╭─ DATASET CONTENT
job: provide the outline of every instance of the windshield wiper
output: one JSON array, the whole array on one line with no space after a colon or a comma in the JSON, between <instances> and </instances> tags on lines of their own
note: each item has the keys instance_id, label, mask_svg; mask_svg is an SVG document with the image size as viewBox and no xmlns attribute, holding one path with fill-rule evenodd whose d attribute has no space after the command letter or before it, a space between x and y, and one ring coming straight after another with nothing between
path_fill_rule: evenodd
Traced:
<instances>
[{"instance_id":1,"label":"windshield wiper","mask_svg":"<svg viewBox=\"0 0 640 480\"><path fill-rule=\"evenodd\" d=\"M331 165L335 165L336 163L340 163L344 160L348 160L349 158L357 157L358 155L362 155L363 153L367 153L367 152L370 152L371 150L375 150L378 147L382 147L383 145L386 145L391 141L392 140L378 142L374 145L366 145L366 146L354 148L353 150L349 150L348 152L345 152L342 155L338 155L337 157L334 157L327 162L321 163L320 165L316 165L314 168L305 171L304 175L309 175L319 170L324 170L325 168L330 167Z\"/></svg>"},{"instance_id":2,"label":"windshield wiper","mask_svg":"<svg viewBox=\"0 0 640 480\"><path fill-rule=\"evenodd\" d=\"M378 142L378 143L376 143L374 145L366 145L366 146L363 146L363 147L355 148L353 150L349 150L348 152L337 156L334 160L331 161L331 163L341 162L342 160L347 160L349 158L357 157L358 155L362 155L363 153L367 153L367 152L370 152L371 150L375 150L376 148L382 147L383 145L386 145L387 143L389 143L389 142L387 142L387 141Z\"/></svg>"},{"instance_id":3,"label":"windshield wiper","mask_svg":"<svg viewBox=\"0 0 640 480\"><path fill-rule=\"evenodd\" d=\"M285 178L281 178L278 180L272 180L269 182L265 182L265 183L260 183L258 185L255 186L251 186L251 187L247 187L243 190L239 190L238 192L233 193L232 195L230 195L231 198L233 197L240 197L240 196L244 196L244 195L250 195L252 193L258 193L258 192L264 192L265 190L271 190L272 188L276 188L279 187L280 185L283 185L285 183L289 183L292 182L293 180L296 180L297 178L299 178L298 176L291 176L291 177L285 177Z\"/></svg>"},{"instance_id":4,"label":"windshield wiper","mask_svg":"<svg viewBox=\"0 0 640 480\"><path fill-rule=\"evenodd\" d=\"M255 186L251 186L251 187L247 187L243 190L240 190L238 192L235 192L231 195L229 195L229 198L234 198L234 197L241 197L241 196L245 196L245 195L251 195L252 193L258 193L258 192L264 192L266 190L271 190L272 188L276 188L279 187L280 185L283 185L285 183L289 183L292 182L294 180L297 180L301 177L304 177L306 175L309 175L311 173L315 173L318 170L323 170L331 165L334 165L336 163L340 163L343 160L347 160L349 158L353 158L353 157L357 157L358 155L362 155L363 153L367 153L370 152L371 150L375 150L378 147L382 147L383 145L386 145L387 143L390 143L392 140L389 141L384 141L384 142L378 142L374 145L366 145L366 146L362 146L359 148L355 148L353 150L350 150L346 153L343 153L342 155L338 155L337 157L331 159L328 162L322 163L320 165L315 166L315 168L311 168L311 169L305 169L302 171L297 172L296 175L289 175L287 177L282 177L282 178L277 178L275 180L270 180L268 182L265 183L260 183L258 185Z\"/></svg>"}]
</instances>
╰─
EXERCISE
Exactly as written, reproduce the lines of the data above from the first line through the line where "output: one JSON" appears.

RESULT OF THE EXERCISE
job: provide the outline of every instance of the windshield wiper
output: one JSON array, the whole array on one line with no space after a colon or a comma in the JSON, between <instances> and </instances> tags on lines of their own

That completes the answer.